*Provided text*:
---*---

Background The current complexity of pharmacotherapy in patients with orthopaedic infections increases the risk of drug-drug interactions (DDI).
Purpose The aim of this study is to identify potential DDI (severe/moderate) and its clinical relevance in patients admitted to the infectious diseases unit (IDU) in a tertiary trauma hospital.
Materials and methods Prospective observational study performed from January 2011 to April 2011 (100 days) in patients admitted to IDU for at least 7 days. The following variables were recorded for each patient from the database of the pharmacy: sex, age and pharmacology treatment during hospital stay.
The laboratory product information and a Spanish DDI database (Medinteract NR) were used to determine potential DDI.
Results The study included 35 patients (25 men and 10 women) with a mean of age of 53 years (range 20–82), an average hospital stay of 21.9 days (range 7–64) and 12.8 drugs per patient. The authors detected 151 potential DDI (21 severe, 130 moderate) in 33 of 35 patients (mean of potential DDI of 4.6 per patient). The most frequent of potentially hazardous associations were: paracetamol/dexketoprofen: 14 cases; rifampicin/paracetamol: 12 cases; dexketoprofen/enoxaparin: 8 cases; insulin/co-trimoxazole: 5 cases; daptomycin/simvastatin: 4 cases, being that one considered a potentially severe DDI. The authors observed one serious DDI with clinical relevance: thrombocytopaenia in a patient treated with leflunomide and metamizole, which was solved by stopping the treatment, and two cases of badly controlled pain in patients treated with rifampicin and paracetamol.
Conclusions The incidence of potential DDI was very high, but only three of them had actual effects on the patient, being just one severe. This is probably due to the proactive role of the pharmacist when is carrying out the validation of the doctor's prescription using an electronic prescribing program. The integration of clinical pharmacist in IDU facilitates prevention and detection of DDI and its complications. It would be recommended to implement computer software for early detection of DDI to notify to the physician these potentially hazardous associations at the time of prescribing.

---*---

*Data extract*:

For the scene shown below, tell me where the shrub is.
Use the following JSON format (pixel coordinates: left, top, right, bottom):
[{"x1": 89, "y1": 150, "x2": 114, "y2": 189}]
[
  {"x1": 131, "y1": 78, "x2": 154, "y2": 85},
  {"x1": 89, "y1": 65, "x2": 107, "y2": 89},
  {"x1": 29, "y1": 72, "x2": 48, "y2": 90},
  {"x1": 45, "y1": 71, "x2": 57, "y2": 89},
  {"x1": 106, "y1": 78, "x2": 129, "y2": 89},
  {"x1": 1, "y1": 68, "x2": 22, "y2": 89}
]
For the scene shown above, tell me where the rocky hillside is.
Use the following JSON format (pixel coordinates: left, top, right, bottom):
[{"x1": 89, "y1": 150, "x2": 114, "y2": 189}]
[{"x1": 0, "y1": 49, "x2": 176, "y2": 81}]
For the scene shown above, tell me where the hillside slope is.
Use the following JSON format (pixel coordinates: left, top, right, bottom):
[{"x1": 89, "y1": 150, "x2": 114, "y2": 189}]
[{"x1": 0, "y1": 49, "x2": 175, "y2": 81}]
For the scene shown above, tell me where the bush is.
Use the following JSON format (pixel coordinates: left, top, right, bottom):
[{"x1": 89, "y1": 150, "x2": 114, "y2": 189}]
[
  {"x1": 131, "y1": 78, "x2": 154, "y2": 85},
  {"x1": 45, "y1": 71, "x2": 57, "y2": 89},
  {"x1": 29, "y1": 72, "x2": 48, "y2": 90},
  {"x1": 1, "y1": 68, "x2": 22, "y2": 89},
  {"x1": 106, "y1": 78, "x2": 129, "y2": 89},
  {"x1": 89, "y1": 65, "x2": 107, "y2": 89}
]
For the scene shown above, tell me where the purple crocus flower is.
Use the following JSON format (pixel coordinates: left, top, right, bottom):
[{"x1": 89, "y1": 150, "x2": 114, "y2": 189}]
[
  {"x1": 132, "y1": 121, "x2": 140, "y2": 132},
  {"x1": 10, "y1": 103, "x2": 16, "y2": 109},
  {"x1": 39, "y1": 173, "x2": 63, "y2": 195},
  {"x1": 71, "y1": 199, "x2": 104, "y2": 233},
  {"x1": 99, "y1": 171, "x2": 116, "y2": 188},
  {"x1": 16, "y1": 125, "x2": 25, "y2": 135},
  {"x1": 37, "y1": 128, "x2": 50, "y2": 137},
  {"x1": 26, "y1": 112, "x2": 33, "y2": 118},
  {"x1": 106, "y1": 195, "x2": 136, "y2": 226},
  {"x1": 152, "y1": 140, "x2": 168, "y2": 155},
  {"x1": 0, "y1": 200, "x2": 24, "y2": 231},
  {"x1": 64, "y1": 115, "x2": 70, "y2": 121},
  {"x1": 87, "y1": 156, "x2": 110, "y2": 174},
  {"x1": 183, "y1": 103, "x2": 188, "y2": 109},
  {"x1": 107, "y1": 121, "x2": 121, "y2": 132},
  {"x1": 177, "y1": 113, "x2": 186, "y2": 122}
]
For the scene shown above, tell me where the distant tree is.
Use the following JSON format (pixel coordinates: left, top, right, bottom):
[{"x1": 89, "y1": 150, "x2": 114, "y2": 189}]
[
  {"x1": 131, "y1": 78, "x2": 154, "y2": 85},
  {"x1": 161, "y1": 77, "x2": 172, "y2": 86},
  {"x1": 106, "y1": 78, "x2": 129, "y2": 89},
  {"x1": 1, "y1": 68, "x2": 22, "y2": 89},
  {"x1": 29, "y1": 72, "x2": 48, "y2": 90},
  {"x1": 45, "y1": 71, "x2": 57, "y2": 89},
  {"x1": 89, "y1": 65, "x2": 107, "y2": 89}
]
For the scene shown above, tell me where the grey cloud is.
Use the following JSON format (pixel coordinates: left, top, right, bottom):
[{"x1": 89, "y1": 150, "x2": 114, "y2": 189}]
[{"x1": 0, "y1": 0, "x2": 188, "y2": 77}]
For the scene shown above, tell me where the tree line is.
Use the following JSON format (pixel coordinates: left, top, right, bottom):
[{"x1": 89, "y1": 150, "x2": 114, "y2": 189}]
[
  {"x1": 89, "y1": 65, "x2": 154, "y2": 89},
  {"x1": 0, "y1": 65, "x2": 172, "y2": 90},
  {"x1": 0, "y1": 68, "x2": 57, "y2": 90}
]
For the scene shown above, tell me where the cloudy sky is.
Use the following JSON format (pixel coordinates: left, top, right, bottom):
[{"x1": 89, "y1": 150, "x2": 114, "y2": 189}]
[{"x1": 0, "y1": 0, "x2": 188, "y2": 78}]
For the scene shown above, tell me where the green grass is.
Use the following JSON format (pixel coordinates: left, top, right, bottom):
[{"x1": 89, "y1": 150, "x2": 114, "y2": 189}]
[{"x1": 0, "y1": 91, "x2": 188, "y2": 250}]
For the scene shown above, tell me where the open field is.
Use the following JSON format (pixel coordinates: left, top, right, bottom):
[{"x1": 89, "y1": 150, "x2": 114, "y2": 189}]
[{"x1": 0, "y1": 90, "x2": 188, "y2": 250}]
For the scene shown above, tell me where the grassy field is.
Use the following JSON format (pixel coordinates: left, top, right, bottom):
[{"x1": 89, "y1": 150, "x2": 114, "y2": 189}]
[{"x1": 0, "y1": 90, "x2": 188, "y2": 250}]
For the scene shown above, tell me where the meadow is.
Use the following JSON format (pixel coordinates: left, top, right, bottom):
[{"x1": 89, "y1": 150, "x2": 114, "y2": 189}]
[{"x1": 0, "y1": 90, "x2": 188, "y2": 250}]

---*---

*Instructions to follow*:
Please rewrite everything from "Background The current" down to "tertiary trauma hospital." in the drug interaction abstract, changing "orthopaedic" to "orthopedic".

*Output for this exercise*:
Background The current complexity of pharmacotherapy in patients with orthopedic infections increases the risk of drug-drug interactions (DDI).
Purpose The aim of this study is to identify potential DDI (severe/moderate) and its clinical relevance in patients admitted to the infectious diseases unit (IDU) in a tertiary trauma hospital.